» The problem
Reproduce the stretch from the line containing "The service MUST place a point on the seal's body, one" through the line containing "x=363, y=153", switching every "seal's" to "animal's" and leaving all else unchanged.

(A run of rows)
# # #

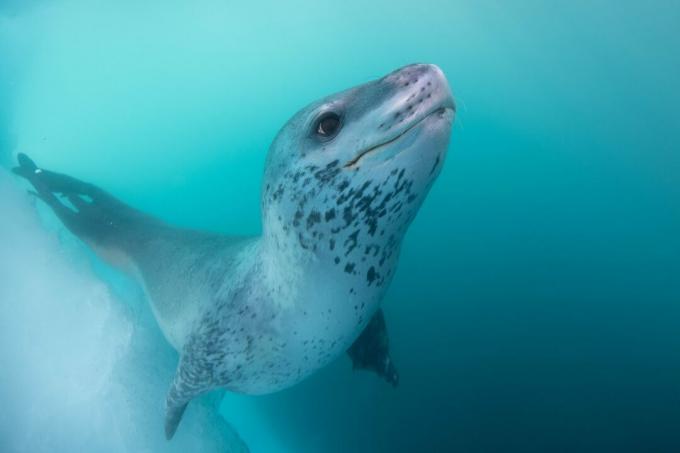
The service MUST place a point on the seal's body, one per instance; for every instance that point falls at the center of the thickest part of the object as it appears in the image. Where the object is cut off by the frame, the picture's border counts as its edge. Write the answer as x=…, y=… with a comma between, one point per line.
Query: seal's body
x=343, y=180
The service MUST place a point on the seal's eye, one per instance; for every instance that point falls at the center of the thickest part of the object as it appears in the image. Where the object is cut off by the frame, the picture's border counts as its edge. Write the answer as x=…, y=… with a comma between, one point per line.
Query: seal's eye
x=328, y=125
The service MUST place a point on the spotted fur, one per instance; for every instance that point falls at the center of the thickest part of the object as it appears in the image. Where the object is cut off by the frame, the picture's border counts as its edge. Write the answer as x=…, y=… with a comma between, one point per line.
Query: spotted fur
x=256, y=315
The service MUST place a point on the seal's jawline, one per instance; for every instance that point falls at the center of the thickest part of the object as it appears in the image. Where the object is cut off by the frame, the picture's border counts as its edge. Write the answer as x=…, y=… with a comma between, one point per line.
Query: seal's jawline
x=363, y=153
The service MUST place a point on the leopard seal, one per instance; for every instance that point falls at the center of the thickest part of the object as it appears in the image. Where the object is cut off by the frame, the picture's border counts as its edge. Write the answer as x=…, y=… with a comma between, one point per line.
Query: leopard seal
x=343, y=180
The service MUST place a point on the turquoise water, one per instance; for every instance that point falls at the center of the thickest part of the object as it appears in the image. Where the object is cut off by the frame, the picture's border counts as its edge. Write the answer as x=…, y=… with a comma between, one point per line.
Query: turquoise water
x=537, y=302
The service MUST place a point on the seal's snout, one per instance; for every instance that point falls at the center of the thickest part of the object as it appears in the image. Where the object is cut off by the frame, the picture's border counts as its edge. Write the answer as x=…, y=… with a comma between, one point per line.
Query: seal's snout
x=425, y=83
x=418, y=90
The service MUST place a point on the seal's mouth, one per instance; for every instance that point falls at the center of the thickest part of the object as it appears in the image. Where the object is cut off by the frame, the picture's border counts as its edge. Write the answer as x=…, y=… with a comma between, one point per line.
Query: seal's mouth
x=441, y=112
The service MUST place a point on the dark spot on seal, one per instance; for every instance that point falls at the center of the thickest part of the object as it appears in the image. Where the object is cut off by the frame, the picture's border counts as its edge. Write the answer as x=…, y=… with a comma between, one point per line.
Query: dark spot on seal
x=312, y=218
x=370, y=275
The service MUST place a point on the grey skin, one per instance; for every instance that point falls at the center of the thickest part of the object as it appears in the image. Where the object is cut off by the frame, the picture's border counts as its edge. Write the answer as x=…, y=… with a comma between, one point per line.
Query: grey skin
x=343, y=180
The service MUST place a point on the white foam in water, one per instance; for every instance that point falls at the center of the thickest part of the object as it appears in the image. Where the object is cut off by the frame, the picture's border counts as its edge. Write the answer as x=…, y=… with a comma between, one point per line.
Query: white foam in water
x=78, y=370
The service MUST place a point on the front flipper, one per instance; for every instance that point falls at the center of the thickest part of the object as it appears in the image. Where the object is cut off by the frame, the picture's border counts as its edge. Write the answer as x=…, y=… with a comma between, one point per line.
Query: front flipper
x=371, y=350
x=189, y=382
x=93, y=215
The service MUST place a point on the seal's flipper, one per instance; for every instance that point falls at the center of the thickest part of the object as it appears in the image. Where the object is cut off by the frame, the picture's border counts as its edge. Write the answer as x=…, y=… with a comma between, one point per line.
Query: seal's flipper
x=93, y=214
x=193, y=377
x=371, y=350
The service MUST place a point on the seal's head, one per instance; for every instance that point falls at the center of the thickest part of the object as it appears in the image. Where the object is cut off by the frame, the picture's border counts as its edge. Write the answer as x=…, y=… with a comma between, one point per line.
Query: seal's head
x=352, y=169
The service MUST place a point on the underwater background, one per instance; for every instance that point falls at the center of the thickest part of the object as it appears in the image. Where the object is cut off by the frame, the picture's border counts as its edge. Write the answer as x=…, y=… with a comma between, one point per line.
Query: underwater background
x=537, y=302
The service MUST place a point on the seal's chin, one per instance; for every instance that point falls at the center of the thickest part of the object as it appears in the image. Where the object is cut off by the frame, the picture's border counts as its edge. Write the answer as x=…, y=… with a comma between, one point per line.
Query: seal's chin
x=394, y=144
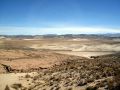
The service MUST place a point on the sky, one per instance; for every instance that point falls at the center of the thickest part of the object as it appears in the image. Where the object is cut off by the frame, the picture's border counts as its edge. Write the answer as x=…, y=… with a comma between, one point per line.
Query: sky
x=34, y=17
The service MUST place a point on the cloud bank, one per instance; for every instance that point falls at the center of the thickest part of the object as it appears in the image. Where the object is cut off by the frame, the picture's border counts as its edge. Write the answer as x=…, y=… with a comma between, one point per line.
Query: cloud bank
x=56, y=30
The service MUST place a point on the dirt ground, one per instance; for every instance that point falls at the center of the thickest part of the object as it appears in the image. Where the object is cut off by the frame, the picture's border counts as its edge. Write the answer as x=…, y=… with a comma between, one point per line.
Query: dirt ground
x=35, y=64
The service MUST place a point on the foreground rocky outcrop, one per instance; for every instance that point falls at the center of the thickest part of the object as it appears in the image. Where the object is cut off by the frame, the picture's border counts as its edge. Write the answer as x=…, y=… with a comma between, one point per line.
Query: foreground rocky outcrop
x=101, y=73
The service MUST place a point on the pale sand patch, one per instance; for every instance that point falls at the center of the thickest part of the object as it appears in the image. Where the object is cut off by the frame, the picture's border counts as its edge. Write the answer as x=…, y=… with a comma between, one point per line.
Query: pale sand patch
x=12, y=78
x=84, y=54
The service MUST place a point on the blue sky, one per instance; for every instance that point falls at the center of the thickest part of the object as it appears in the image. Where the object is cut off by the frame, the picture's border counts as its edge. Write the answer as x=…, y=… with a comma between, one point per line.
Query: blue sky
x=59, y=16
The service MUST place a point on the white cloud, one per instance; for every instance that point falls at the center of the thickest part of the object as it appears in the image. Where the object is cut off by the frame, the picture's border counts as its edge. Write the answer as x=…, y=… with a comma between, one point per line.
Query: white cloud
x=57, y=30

# # #

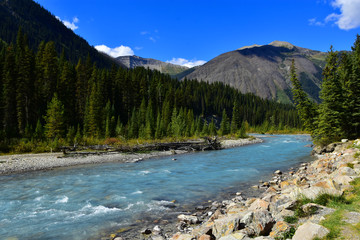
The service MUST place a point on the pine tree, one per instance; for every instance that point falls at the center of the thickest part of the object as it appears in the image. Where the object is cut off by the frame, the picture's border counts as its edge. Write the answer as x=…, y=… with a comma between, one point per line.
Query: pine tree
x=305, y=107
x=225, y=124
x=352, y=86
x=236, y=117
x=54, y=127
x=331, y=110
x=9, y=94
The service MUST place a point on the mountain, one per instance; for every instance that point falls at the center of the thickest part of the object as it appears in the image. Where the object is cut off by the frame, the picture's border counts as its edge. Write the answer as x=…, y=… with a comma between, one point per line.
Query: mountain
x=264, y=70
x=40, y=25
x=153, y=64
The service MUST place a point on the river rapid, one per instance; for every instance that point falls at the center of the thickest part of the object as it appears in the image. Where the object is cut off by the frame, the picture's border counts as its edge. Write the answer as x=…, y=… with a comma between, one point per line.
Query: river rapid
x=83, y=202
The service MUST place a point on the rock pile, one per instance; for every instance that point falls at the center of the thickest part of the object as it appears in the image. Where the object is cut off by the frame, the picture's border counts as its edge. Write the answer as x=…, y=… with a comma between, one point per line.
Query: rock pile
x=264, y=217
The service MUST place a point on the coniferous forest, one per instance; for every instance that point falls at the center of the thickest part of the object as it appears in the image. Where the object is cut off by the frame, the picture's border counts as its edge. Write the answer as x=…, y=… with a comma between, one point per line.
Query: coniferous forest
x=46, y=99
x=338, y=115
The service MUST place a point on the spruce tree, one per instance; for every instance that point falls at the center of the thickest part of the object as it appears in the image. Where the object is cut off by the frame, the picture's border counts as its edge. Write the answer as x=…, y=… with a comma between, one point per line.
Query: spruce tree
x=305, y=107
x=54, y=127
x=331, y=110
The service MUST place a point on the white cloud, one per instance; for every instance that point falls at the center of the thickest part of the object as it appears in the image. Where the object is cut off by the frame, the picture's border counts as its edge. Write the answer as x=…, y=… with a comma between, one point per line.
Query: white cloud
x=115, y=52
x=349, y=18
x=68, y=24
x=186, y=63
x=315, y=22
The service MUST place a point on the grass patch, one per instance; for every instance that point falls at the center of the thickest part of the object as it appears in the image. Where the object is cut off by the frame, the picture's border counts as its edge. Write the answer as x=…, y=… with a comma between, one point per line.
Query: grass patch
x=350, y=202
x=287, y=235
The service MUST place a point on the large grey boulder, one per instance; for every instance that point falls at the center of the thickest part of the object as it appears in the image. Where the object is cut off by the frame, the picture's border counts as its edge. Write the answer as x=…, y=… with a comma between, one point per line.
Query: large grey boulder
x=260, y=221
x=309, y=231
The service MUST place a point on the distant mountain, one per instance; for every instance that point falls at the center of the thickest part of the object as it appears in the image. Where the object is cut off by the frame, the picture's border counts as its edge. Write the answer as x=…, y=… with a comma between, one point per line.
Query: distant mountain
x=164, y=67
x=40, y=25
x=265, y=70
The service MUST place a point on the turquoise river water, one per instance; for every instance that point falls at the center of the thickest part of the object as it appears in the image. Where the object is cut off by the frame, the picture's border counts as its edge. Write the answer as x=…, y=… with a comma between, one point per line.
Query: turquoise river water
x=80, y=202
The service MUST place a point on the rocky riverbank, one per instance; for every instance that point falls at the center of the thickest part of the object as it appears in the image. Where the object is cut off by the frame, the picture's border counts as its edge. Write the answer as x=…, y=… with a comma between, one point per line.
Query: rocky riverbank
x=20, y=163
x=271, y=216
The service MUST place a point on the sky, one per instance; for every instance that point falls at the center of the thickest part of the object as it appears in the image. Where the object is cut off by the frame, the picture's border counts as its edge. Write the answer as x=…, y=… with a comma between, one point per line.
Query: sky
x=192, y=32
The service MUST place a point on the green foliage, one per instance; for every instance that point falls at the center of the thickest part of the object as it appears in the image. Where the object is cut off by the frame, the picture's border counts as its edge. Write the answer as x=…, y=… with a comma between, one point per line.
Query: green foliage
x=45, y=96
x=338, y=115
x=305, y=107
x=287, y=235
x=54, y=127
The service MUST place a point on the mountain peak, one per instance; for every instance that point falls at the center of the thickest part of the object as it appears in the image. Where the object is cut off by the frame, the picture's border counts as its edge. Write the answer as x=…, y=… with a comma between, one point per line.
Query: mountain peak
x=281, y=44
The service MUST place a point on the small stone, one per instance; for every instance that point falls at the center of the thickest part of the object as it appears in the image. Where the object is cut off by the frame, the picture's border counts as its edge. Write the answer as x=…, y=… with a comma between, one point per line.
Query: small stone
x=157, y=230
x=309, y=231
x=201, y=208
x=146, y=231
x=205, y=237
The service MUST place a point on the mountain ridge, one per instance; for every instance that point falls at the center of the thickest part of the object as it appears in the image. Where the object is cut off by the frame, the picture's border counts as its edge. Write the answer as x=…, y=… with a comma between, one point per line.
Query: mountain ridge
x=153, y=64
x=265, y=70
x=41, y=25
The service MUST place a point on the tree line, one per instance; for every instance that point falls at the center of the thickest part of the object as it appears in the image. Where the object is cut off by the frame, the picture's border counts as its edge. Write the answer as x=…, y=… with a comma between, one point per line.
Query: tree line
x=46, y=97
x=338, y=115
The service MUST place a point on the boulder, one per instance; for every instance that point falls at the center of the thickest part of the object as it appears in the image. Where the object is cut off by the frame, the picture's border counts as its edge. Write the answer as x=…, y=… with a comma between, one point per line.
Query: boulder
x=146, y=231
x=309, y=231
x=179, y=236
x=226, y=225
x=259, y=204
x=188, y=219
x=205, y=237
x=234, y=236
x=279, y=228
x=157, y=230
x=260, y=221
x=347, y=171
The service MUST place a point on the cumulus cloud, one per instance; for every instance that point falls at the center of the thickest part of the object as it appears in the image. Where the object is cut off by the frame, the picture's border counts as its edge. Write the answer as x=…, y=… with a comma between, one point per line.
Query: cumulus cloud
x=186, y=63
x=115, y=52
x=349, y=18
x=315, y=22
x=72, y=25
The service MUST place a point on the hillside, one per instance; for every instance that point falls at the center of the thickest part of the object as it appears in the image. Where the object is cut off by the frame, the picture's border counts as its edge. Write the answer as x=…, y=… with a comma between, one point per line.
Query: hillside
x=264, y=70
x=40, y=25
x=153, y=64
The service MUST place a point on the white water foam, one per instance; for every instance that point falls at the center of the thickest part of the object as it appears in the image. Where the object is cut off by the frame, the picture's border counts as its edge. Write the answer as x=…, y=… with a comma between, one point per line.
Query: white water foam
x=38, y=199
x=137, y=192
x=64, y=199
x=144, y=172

# # #

» Solution to the exercise
The service MUST place a point on the animal's body, one per instance; for every instance that point falls at the center of the thickest part of the object as it appears in the image. Where the object is cut off by the frame, the picture's border counts as its edge. Write the answer as x=…, y=… with a comma between, one point per line.
Query: animal's body
x=343, y=180
The service MUST place a point on the animal's eye, one per instance; for every instance that point falls at the center of the thickest part of the object as it appears in the image. Where the object is cut off by the frame, the picture's border counts as its edge. Write the answer as x=…, y=… with a comma between, one point per line.
Query: animal's eye
x=328, y=125
The service MUST place a point on the spotted fur, one per instance; for every instance that point falls at the center of the thickest part of the object as it appears in the image. Where the object is cut off by the frame, the picture's border counts as its edge. Write the answer as x=…, y=… with a comma between, one point per line.
Query: spotted fur
x=256, y=315
The service MUST place a point on the animal's jawline, one per instance; for every instance that point falls at the center of the thickest part of the object as it appears in the image. Where the object is cut off by the frame, the picture's border counts as its edge. Write the answer as x=…, y=… with a comma between, one point per line.
Query: animal's jawline
x=363, y=153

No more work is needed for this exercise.